*** MATERIAL PROVIDED Section Begins ***
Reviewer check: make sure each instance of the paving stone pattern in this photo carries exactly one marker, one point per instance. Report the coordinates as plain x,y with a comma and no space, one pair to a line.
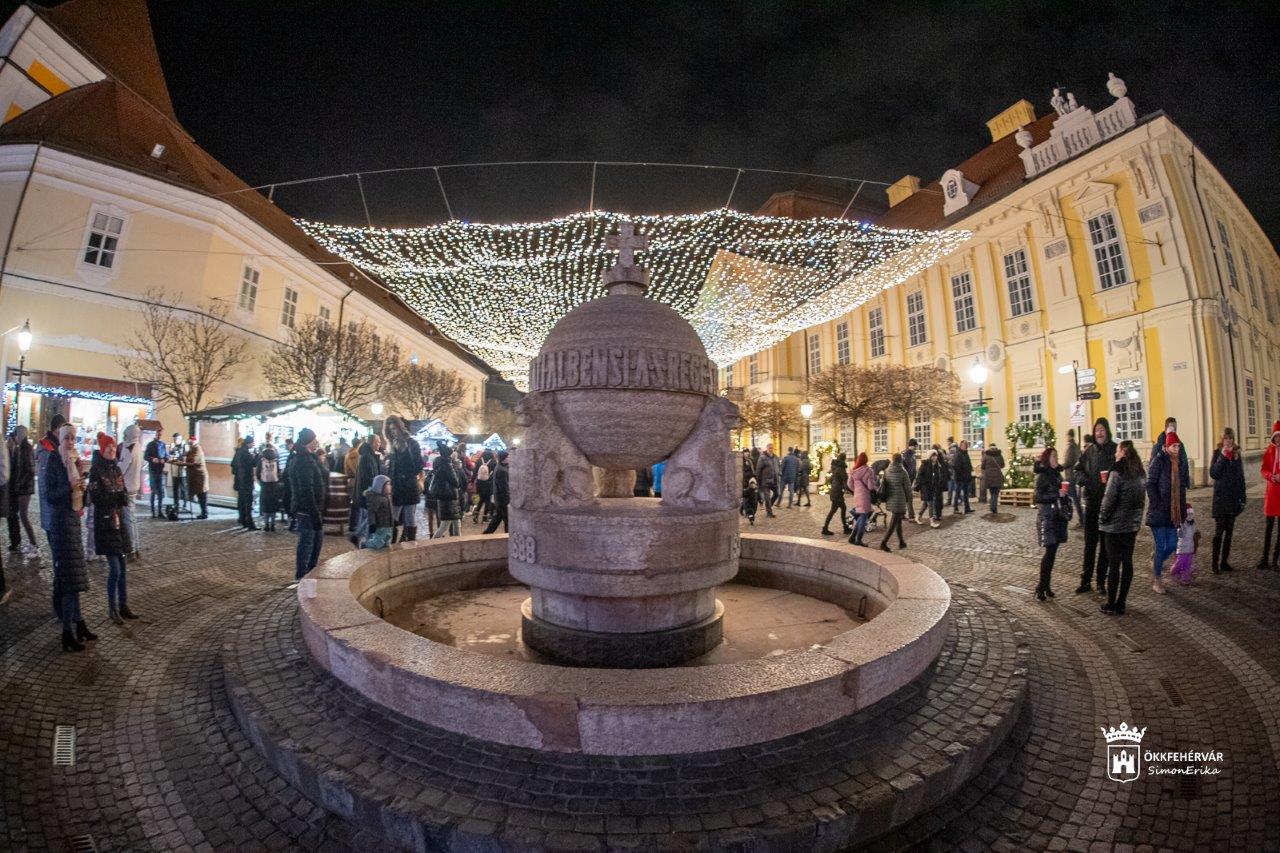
161,762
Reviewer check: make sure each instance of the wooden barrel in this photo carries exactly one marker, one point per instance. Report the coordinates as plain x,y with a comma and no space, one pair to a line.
338,506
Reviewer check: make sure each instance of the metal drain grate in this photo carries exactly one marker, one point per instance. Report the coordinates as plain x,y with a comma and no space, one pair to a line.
64,746
1175,698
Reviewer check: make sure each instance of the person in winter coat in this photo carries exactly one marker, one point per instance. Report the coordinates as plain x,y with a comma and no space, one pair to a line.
46,447
64,489
1054,512
992,475
378,509
909,465
768,477
446,484
1271,498
1096,460
501,493
1166,496
405,469
1120,519
309,484
1070,459
242,480
197,477
109,496
366,470
839,484
864,484
1228,474
790,466
897,498
22,486
932,482
128,456
268,474
804,470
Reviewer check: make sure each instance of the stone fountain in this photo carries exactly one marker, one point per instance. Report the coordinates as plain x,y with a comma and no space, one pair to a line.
622,707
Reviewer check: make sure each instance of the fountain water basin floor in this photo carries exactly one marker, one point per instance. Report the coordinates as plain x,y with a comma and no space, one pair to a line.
758,623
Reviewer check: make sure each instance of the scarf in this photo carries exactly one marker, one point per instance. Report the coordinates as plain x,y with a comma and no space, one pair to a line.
71,461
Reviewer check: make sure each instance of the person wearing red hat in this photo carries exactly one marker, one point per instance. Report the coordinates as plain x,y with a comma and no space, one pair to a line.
1166,496
109,496
1271,501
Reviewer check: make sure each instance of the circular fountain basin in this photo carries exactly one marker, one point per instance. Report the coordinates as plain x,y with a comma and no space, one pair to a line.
624,712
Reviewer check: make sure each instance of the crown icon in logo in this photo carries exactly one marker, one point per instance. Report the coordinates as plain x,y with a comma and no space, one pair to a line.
1124,733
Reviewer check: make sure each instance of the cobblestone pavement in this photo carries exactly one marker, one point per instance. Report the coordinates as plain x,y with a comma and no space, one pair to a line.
161,763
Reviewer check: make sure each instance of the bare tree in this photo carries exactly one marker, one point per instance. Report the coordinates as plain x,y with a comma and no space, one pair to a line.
849,393
352,365
424,391
929,392
182,352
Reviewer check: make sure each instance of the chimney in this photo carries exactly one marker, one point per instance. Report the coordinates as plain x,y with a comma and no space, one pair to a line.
1015,117
903,188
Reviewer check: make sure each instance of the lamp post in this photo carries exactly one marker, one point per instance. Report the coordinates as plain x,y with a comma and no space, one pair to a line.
978,374
23,346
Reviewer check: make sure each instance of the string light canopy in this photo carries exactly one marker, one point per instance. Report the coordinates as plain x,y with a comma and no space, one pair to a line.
744,282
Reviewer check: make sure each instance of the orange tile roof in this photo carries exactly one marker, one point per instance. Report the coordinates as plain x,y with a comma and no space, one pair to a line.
997,170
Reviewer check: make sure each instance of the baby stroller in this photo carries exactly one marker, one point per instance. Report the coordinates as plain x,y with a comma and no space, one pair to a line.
877,515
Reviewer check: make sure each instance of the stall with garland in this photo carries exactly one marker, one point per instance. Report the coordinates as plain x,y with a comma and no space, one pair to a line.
222,428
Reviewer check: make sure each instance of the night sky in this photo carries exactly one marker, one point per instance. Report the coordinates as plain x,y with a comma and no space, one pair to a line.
280,91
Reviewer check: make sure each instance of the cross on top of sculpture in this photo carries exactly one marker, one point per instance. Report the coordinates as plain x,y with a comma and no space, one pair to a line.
627,241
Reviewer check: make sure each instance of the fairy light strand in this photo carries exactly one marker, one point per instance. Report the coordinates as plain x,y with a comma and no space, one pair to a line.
745,282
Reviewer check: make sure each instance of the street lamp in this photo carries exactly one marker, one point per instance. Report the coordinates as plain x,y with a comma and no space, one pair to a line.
978,375
807,413
23,346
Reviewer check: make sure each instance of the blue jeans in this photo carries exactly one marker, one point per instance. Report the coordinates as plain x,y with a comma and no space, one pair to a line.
117,583
156,482
310,541
1166,543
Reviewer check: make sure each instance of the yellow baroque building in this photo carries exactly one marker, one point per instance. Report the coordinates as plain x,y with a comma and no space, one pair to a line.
104,199
1102,241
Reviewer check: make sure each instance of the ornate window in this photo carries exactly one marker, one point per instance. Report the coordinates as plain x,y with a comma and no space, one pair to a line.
1019,279
247,300
289,309
915,332
1225,240
961,295
1129,405
876,331
1107,251
1251,405
104,240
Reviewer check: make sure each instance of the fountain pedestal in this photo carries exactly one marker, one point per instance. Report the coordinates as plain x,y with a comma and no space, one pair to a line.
624,382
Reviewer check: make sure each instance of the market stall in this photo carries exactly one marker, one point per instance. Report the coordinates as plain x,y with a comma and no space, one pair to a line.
223,428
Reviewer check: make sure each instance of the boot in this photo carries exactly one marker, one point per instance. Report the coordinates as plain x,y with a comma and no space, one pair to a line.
69,643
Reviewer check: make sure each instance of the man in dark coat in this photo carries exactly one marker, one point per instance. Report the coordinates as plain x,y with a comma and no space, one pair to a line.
501,495
309,486
242,480
1097,457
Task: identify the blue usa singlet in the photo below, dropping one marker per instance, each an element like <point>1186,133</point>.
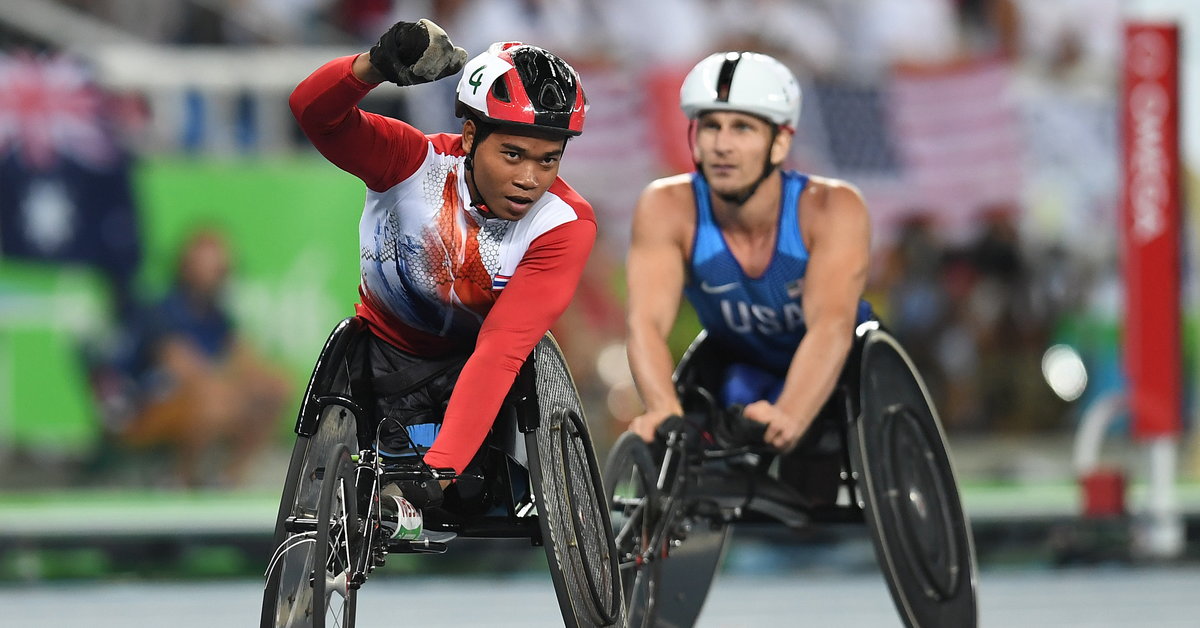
*** MATERIAL PROVIDED Section Ends ***
=== WHAT YOU HAVE TO DO ===
Return each line above exactly; any pictures are to be skipped.

=== TASK RESULT ===
Reviewer check: make sure each instance of the paving stone pattern in this photo carries exactly one marker, one point per instance. Report the coordinates as plain x,y with a comma and no space, one pair to a line.
161,762
Reviewer check: make sure each instance of the wooden barrel in this photo carries exactly one marker, one point per instance. Report the coordinates as plain x,y with a comma and no space, one pair to a line.
338,506
Reviewer check: make sure each instance of the metal drain grate in this photo carries exactly one marker, one point per instance. Report the coordinates as plain x,y with a comma and no space, one pair to a line.
64,746
1175,698
Reviewer check: make sure each instance of the person in winter coat in this photo carries exactly one marker, one point per instance. Report the coordinates as plain x,y with a comma and no space, one pair to a line.
46,447
64,489
1054,512
992,475
378,509
909,465
768,477
446,484
1271,498
1096,460
501,493
1166,496
405,469
1120,519
309,484
1070,459
242,480
197,477
109,496
366,470
839,484
864,484
1228,474
790,466
897,498
22,486
932,482
128,456
268,474
804,470
Reviewer check: make sure each instance of the stone fountain in this photo carries exactly one marker, one point per instance. Report the coordinates as plain x,y with a comma and no space, one pair to a line.
622,707
Reviewer check: make sure each instance of the fountain water basin floor in this photo carries exactly one marker, one point per instance. Report the coordinates as plain x,y with a comma and no space, one pair to a line.
758,623
Reviewer check: make sure each instance of the scarf in this photo carries exactly one marker, one point per instance. Report the coordinates as plain x,y with a comma and no space, one pair to a line.
71,461
Reviewer check: make sure each instance of the person wearing red hat in this photo carries exactly one marker, one point per instance. Report the coordinates as plain x,y with a comma and no space, one pair to a line.
1166,496
109,496
1271,501
Reviewer check: make sure each instance of the circular fountain basin in this photo carries exactly one marker, one point per instance. Report the coordinates as plain x,y with a comma and no space, one pair to a line.
624,712
Reviewer check: make sure each instance of the crown icon in logo in this photo carries exactly one marker, one point per instance. Report the coordinates as plain x,y with a comma and no space, one pair to a line.
1124,733
Reviewer check: make sure each instance of the cobblestone pavement in this photo carries exactly one marker, one point per instance. Report the coordinates as plain x,y with a comma and no space, one pair to a line.
161,763
Reviewer check: make sure each instance of the bare tree in this photo carries exactly one marker, one point per instance. Report the coordinates as plain x,y with a comma and no space, one pair to a line.
849,393
352,365
424,391
929,392
182,352
Reviewer check: make sure each instance of the chimney in this photo carries exactly one marker, one point per instance. Report the coordinates as plain x,y with a comma and no space, one pair to a line.
1015,117
903,188
Reviewer check: make sure each instance of the lamp post in this photo carries exactly one marker, one point per instance. Report the coordinates as plain x,y with a comma and no space, one pair to a line.
978,374
23,346
Reviewer check: make sure each instance of the string light canopy in this photo carries exactly one marker, one point per instance. Report the coordinates as plain x,y with a comma and no space, one pair to a line.
744,282
Reviewer check: make sure each instance of the orange tile roof in this photo carries exactly one marker, one point per instance. Report the coordinates as plain x,y with a comma and no space, one pair to a line.
997,170
Reviewer check: make sure each instance of the baby stroller in this photo carries exactly one marker, one point per instance. Report the coordinates as plain x,y with a comma and no space, one pair to a line.
877,515
Reviewer check: make sure each instance of the stall with garland in this photo carries exactly one marker, one point per instance. Report the coordinates as plain x,y with a comma and no space, one pair to a line.
222,428
Reviewer check: make sure each instance of the night sky in this photo carries exactly one marker, one point per instance. Report the coordinates as plain x,y with a comma and no space, one pair to a line.
280,91
Reviewer check: make sure each instance of the cross on top of sculpture in this photo carries exactly one marker, one point per instance. Report the coordinates as plain x,y with a comma and no space, one pair to a line.
627,241
Reviewer check: make sure each instance of the fairy light strand in this photo carries exactly one marker, one point per instance. Report the coordinates as plain x,y with a comma and no space, one pair to a line.
745,282
Reviewer check: make sure each instance of the street lamp in this photo carries exactly one marker, one point per instance. Report the coordinates as plain x,y with a comma and no space, one pair to a line.
978,375
807,413
23,346
Reviewer check: make sure each instance of the blue jeans in this photo carries exactly one marker, one point per instance. Report the coordinates as plain x,y with a comma and no space, one pair to a line.
117,583
156,482
310,541
1166,543
Reviewer check: make sure each instance of the yellow baroque building in this photo carries exactly one marker, one point per instance. Report the coordinates as plain x,y with a comma and no space, one pair to a line.
104,199
1102,241
Reviewer check: make sure each instance of the ornate window in this photo carries exactly one marker, one point per instance. Report the coordinates as plain x,y with a comma and no space, one pair to a line.
1019,279
247,300
289,309
915,332
1225,240
961,295
1129,405
876,331
1107,251
1251,405
104,240
Reviewer check: make sure each instance of the fountain pedestal in this photo carries exactly one marker, one point per instance. Report the coordinates as plain x,y with a comma and no space, one pair to a line.
624,382
Reviewer check: make sure each instance of the market stall in this photo carries exactly one marker, one point per instance. Report the coordinates as plain x,y with a comma and no space, one pair to a line.
223,428
Reviewer check: make sure each instance of the boot in this photo carries exactly one marker, one point per instance. Report the coordinates as plain x,y with a comma and no space, one pair to a line.
69,643
Reviewer check: make sure each instance of the man in dark coat in this photo carries exactly one marker, one point per instance. Report the coordinates as plain x,y with a comma and no space, one pair to a line.
501,495
309,486
242,480
1097,457
Task: identify the blue usa singlet in the photo below, dropping one marker per instance, each an element like <point>1186,133</point>.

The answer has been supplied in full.